__Work request__
Examine the records and identify each line that includes the string "below". Copy those lines.

__Exercise materials__

---*---

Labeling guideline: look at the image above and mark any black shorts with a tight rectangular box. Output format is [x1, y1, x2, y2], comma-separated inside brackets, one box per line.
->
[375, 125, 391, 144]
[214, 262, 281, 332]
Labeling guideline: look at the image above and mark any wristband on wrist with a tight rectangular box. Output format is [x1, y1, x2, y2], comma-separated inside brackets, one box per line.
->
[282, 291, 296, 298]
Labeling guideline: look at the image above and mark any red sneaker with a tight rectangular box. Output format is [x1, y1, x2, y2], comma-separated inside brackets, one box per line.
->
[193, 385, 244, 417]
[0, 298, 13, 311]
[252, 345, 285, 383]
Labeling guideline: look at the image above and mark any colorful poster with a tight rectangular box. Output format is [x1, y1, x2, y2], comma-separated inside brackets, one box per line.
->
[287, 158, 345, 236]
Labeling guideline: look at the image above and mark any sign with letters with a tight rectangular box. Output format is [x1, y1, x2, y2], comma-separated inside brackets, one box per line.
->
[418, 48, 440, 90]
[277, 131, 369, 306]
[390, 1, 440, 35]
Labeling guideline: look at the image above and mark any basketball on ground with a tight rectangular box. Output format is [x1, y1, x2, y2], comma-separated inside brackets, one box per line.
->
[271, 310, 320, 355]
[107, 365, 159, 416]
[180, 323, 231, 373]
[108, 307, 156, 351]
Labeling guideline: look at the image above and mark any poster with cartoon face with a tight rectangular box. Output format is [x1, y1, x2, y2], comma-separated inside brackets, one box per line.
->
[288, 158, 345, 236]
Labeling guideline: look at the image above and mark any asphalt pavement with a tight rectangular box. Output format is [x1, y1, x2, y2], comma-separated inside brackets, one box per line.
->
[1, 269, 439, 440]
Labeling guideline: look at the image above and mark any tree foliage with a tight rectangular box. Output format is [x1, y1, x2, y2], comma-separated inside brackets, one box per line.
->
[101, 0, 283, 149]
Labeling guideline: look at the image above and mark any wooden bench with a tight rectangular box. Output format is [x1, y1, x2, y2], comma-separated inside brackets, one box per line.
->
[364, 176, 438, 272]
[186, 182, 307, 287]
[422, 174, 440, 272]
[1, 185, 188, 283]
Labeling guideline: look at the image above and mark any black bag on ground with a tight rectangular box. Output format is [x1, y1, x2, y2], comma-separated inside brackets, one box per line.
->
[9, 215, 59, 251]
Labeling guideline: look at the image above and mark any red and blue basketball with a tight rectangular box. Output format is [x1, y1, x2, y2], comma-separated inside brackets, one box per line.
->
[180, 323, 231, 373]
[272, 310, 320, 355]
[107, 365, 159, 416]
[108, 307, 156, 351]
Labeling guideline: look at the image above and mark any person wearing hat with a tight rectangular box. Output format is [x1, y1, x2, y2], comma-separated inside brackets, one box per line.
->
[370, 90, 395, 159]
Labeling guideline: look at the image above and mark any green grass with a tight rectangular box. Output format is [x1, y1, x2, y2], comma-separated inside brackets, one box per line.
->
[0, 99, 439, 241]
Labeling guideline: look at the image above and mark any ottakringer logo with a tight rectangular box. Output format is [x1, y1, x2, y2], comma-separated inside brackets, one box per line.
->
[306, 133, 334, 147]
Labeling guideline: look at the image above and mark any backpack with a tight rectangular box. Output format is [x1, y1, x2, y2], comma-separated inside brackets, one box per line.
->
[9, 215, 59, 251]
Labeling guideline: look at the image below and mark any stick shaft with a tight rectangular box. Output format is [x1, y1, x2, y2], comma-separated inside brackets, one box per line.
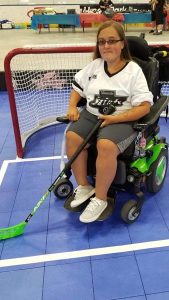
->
[25, 191, 50, 223]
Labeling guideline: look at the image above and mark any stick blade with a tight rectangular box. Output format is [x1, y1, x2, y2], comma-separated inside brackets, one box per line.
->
[0, 222, 27, 240]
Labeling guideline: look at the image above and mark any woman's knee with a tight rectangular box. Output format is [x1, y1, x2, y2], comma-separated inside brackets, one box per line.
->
[66, 131, 83, 146]
[66, 131, 83, 149]
[97, 139, 120, 157]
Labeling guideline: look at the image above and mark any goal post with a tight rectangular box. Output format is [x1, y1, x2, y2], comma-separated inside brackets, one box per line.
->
[4, 46, 94, 158]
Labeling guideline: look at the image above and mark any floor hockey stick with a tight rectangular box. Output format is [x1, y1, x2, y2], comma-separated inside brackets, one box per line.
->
[0, 116, 106, 240]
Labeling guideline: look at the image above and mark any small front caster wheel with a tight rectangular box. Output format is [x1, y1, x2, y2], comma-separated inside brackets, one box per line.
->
[121, 200, 141, 224]
[53, 178, 73, 199]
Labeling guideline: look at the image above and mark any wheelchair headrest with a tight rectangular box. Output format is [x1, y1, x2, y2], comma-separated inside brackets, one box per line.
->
[126, 36, 152, 61]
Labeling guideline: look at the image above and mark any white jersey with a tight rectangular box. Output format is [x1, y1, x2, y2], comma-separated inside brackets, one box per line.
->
[72, 58, 153, 117]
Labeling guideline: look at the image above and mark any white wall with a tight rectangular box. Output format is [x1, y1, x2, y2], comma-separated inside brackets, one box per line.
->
[0, 0, 150, 3]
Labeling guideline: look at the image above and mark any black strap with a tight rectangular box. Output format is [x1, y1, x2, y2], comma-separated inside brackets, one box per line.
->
[165, 105, 168, 122]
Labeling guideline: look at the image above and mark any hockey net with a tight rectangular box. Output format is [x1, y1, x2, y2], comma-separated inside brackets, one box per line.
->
[4, 46, 94, 158]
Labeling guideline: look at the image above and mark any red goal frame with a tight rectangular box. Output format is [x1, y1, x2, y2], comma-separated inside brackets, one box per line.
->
[4, 46, 94, 158]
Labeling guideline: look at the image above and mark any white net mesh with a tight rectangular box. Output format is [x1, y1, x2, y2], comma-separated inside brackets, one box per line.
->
[7, 49, 93, 150]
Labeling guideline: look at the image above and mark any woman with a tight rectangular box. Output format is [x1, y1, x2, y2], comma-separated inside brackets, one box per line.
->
[99, 0, 114, 18]
[66, 21, 153, 223]
[99, 0, 113, 12]
[149, 0, 166, 35]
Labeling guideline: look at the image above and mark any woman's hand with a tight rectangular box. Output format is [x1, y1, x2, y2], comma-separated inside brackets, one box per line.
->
[67, 106, 80, 122]
[99, 101, 151, 127]
[99, 115, 115, 127]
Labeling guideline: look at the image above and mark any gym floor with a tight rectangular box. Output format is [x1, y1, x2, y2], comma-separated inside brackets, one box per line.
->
[0, 27, 169, 300]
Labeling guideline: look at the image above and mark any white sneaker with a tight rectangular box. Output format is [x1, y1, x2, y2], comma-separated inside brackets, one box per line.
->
[79, 197, 108, 223]
[70, 185, 95, 208]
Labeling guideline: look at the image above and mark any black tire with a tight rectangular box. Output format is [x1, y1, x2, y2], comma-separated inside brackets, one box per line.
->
[146, 148, 168, 193]
[121, 200, 141, 224]
[53, 178, 73, 199]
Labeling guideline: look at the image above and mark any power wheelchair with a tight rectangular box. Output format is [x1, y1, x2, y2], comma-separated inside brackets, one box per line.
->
[53, 36, 169, 224]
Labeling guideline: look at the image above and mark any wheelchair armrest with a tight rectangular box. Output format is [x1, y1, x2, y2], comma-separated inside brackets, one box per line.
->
[56, 98, 87, 123]
[56, 115, 70, 123]
[133, 95, 169, 131]
[56, 96, 169, 127]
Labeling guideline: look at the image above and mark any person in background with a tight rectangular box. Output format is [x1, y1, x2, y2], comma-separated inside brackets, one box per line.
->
[149, 0, 166, 35]
[99, 0, 113, 13]
[66, 21, 153, 223]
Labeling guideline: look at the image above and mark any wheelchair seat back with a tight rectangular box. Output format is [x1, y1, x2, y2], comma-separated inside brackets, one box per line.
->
[126, 36, 159, 102]
[111, 37, 160, 185]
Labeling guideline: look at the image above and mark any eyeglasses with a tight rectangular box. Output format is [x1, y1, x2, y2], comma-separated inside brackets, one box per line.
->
[97, 39, 123, 46]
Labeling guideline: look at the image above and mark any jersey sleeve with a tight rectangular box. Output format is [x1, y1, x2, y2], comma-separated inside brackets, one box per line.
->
[130, 66, 154, 107]
[72, 61, 94, 98]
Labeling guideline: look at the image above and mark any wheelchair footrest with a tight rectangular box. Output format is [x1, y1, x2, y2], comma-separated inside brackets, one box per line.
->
[97, 197, 116, 221]
[64, 195, 116, 221]
[64, 196, 90, 212]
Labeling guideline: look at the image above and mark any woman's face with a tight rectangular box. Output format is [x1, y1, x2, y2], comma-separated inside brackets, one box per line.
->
[98, 26, 124, 64]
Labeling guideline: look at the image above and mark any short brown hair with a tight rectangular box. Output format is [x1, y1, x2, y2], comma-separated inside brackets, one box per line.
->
[93, 21, 131, 61]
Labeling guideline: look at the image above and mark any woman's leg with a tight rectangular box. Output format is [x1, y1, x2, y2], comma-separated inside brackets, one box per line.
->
[153, 8, 164, 34]
[156, 23, 163, 32]
[95, 139, 120, 200]
[79, 123, 136, 223]
[149, 11, 156, 33]
[66, 130, 96, 208]
[79, 139, 120, 223]
[66, 131, 90, 186]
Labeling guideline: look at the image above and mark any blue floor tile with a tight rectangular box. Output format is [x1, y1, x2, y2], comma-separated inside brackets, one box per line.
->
[0, 146, 16, 160]
[26, 126, 56, 147]
[128, 196, 169, 244]
[0, 190, 17, 212]
[43, 262, 94, 300]
[88, 217, 133, 260]
[0, 170, 22, 192]
[136, 251, 169, 294]
[46, 203, 90, 255]
[92, 255, 144, 300]
[22, 159, 53, 173]
[154, 184, 169, 229]
[18, 171, 52, 191]
[0, 267, 44, 300]
[13, 188, 50, 211]
[88, 218, 131, 248]
[147, 292, 169, 300]
[0, 212, 11, 254]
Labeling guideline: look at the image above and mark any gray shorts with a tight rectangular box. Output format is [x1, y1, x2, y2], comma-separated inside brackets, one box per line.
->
[67, 109, 137, 153]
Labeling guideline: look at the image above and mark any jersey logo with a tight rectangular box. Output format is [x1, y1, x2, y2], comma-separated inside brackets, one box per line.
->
[89, 74, 97, 80]
[89, 90, 127, 114]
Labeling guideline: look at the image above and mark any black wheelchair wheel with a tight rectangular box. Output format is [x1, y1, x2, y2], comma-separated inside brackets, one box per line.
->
[121, 200, 141, 224]
[53, 178, 73, 199]
[146, 148, 168, 193]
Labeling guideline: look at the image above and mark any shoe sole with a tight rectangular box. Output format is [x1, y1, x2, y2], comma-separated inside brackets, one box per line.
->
[79, 202, 108, 223]
[70, 188, 95, 208]
[153, 32, 162, 35]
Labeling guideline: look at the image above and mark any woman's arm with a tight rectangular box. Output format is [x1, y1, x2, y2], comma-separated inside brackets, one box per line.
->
[99, 101, 151, 127]
[67, 89, 82, 121]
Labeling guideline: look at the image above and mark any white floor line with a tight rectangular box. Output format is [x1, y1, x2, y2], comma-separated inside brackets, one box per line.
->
[9, 155, 66, 163]
[0, 156, 66, 186]
[0, 160, 9, 186]
[1, 239, 169, 268]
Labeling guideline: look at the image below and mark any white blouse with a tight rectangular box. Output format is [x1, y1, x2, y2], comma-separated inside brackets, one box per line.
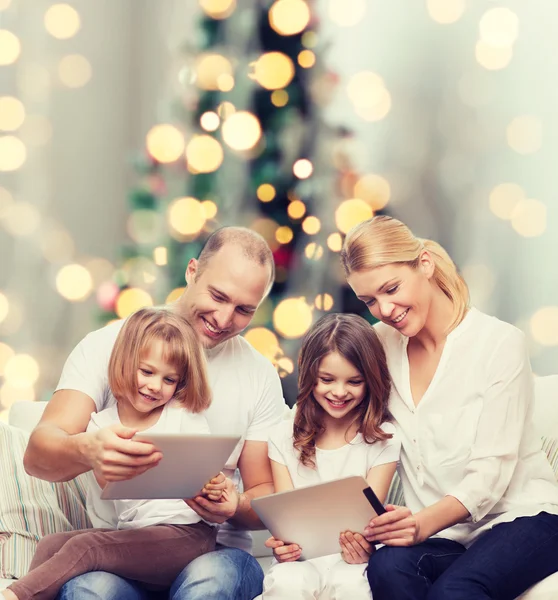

---*---

__Answer to this task__
Labeling guideline: look at the image below and mark any stick shaft with a tight rectangular box. Output format is [x1, y1, x2, y2], comma-separated inside brackets, one box per line.
Labeling guideline: look at the image below and mark any white blouse with a tight rectangular box. Output format is [x1, y1, x2, y2], comma-separated inside brackets, one box per line.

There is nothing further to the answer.